ACTIVITY →
The required result is an exact copy of every line from the one with "the dark entrance" through the last line below, with the pictures left out.

───── INFORMATION SHOWN ─────

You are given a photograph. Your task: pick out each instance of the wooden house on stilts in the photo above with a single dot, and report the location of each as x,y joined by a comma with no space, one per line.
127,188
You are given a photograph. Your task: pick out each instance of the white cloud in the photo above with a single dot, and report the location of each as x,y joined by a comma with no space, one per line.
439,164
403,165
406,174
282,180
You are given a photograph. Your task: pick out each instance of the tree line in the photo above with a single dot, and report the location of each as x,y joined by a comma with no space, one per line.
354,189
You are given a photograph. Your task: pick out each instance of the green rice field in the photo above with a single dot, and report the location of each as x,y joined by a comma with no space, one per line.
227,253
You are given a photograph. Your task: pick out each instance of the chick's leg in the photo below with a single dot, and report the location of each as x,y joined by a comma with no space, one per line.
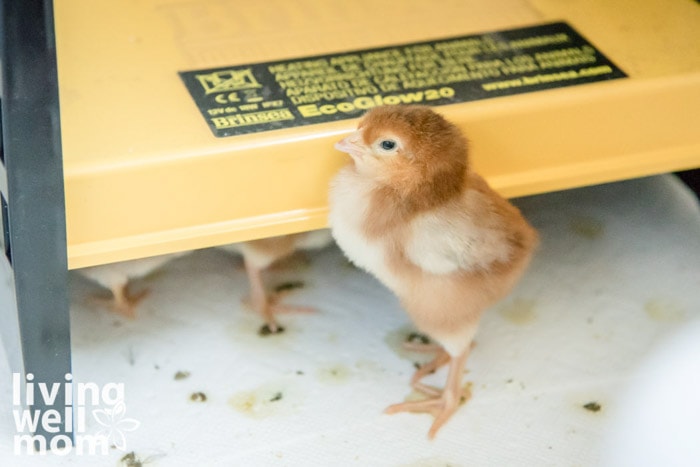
264,305
125,303
444,405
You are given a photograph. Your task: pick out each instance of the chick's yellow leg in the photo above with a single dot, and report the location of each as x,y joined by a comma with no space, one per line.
441,359
267,307
443,406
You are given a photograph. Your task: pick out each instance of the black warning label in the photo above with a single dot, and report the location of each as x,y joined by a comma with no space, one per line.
273,95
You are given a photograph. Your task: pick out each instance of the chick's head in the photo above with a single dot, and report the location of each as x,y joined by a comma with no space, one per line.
407,146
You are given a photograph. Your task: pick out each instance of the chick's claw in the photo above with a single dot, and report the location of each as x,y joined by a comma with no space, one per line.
442,404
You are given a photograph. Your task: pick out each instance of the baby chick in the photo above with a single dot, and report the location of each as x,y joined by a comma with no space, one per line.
409,210
116,277
260,254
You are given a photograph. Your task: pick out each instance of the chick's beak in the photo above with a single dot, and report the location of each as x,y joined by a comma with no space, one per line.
352,145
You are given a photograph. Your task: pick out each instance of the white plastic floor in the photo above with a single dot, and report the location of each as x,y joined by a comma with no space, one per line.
617,273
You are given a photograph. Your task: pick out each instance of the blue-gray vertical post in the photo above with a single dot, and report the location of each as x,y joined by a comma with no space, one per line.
34,320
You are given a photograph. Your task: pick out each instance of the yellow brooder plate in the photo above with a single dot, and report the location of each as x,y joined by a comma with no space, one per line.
144,174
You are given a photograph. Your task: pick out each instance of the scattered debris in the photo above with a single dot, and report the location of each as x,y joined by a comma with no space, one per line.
417,337
266,331
592,406
130,460
181,375
287,286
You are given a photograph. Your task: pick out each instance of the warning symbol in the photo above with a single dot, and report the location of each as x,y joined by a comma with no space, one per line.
228,80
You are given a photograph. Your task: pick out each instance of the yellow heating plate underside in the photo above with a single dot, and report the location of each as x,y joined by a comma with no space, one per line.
144,175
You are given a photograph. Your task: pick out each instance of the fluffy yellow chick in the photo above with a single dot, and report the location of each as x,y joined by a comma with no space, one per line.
260,254
409,210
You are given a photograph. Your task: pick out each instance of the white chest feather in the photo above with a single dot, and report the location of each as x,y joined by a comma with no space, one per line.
349,200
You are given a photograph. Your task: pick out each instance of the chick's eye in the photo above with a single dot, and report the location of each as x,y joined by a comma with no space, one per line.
388,145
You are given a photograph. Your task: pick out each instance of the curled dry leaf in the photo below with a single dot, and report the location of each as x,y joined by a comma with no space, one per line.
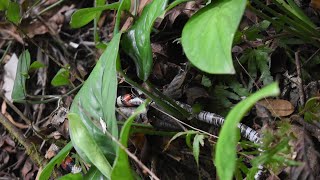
52,22
277,107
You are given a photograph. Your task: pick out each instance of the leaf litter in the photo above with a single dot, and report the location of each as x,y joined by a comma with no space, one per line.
256,48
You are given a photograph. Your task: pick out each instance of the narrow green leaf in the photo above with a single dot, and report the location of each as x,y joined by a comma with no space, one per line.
70,176
19,88
57,160
4,4
36,65
94,174
207,37
61,78
82,140
96,99
13,12
86,15
124,5
97,3
178,135
121,167
188,140
176,3
225,157
197,141
136,42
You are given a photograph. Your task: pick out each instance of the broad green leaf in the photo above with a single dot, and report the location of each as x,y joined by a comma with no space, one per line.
61,78
97,3
121,167
56,160
96,99
188,140
197,141
207,37
13,12
84,141
36,65
70,176
175,3
229,134
4,4
205,81
86,15
136,42
19,88
94,174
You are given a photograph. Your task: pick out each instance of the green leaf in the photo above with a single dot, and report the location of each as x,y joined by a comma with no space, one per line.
19,88
61,78
36,65
13,12
4,4
291,6
70,176
188,140
207,37
94,174
86,15
205,81
229,134
124,5
96,99
136,42
121,167
84,141
178,135
175,3
57,160
198,139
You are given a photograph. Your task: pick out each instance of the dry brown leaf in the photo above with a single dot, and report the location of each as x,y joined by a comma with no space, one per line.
277,107
52,21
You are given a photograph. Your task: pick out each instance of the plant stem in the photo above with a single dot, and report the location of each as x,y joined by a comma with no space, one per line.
185,113
172,111
29,146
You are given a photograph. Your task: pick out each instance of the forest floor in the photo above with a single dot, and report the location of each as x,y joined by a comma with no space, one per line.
65,56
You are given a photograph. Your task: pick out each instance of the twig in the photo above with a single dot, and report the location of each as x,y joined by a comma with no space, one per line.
23,117
9,117
300,82
17,134
133,157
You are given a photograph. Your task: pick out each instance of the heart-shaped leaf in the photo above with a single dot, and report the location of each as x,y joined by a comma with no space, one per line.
207,37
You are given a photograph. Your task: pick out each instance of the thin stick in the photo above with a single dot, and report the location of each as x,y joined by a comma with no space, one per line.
17,134
133,157
300,82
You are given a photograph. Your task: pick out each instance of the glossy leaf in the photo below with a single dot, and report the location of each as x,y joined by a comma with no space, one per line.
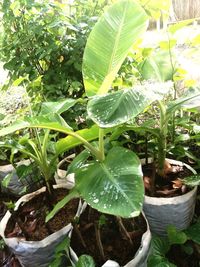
85,261
189,101
119,107
45,122
78,162
109,42
114,186
69,142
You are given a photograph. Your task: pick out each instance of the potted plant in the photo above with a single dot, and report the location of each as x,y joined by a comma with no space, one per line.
109,180
39,148
165,191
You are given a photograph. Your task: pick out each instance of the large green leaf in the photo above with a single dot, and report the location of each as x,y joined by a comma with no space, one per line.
114,186
157,67
45,122
109,42
71,141
85,261
119,107
57,106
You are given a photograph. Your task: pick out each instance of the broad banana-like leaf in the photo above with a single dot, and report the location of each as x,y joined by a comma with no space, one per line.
57,106
190,101
119,107
85,261
114,186
109,42
44,122
69,142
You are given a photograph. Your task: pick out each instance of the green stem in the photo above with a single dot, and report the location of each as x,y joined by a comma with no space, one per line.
101,143
61,204
162,139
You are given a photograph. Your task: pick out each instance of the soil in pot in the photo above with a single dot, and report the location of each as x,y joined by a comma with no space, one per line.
31,215
7,259
168,186
107,237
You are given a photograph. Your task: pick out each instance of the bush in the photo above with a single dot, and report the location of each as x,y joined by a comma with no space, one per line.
43,44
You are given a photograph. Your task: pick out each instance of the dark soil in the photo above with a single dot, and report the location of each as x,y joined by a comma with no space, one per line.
116,245
32,217
7,259
177,256
167,186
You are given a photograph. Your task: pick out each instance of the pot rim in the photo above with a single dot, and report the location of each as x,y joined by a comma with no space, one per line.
144,246
14,241
171,200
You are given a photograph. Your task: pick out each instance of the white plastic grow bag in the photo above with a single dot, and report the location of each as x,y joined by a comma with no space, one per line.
177,211
141,256
35,253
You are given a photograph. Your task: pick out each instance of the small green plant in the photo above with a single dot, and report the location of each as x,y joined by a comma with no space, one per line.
106,169
44,45
161,247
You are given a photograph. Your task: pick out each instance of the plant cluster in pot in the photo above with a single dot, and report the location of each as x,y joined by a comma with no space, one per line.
171,185
109,180
23,226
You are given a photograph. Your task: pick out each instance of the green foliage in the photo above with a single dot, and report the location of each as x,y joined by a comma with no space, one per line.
61,253
43,44
119,107
109,186
160,246
119,30
85,261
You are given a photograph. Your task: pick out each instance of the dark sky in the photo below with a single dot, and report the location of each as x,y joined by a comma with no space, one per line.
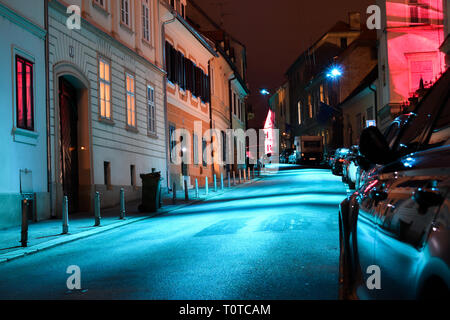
275,33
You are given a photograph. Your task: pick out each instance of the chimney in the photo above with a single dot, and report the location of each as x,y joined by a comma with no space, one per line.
355,20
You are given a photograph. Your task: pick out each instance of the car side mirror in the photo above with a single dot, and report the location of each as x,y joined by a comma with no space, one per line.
374,147
427,198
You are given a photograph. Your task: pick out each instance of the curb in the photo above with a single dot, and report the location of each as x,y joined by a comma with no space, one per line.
7,257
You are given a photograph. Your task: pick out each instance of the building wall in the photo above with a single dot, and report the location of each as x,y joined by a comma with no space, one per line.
183,108
220,72
77,52
406,49
356,111
22,33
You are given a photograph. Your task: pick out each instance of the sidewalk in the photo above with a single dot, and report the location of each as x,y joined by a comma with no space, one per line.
48,234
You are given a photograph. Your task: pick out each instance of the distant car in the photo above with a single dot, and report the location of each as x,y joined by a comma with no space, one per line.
350,167
398,222
338,160
293,158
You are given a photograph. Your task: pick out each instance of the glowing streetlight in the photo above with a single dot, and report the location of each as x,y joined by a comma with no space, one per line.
264,92
335,72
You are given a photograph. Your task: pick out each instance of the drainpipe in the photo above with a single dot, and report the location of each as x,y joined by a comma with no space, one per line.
376,102
230,95
166,117
47,107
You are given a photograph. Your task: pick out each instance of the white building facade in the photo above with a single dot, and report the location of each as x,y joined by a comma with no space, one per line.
23,139
106,101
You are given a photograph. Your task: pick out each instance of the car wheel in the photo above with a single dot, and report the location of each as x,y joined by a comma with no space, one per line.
351,185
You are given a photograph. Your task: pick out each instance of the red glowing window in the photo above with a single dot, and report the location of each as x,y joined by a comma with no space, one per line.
24,93
421,70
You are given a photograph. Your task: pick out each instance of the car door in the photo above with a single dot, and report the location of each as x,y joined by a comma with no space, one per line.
366,234
404,222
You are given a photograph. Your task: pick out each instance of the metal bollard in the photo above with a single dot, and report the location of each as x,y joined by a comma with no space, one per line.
174,195
65,215
197,194
97,209
122,204
186,191
24,231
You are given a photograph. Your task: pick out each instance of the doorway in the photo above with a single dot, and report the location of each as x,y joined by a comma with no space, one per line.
69,142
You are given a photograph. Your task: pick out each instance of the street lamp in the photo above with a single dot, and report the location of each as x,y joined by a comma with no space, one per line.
335,72
264,92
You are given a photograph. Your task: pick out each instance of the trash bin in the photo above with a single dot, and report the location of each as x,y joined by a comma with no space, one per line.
151,192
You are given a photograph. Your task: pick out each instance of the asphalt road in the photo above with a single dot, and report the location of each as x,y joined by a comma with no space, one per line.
274,239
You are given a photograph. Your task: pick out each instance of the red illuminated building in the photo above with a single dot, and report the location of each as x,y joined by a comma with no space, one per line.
409,52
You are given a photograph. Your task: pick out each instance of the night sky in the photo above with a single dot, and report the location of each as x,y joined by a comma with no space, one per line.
275,33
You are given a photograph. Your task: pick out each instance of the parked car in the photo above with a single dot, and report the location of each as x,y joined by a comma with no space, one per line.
336,165
398,222
350,167
293,158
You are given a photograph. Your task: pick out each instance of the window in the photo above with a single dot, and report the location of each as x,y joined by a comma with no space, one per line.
204,155
125,12
420,70
419,11
195,149
146,20
186,74
239,106
105,89
151,109
172,141
322,95
299,107
310,106
131,104
100,3
107,173
133,175
24,94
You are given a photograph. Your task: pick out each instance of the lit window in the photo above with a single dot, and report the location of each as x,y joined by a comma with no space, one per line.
24,93
100,3
131,106
105,89
146,21
125,12
299,106
310,106
151,109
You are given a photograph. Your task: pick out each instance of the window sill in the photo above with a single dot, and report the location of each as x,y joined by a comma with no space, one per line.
25,136
101,9
152,135
132,129
126,28
147,43
106,121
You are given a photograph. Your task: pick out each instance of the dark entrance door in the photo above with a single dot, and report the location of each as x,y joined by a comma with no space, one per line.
69,142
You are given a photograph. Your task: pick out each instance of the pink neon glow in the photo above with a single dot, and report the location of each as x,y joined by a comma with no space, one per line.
20,120
269,126
415,33
29,97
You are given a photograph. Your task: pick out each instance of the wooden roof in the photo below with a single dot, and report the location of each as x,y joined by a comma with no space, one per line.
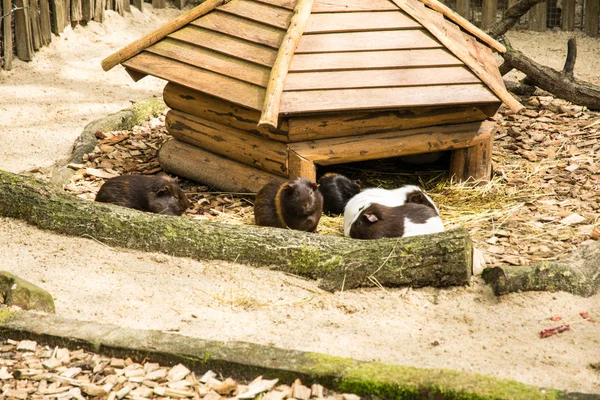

─────

YOUR RESPONSE →
You are given a photograph. Your task: pick out each instance of the dark entrance door in the photo above with a single dot, and report the location of each as x,y joined by a comma with no space, one per line.
69,142
You are given a photograph. Your task: pick out each instance of the pink neon glow in the photo above with a single dot, and report the location of each as x,y joined by a comma with no space, one per line.
20,120
269,126
415,33
29,97
You are given a photograph. Your task: pick out each instance of the wooden roof in the photo below with a single dot, and report the location of each as x,y joined by a comma with no space, one per line.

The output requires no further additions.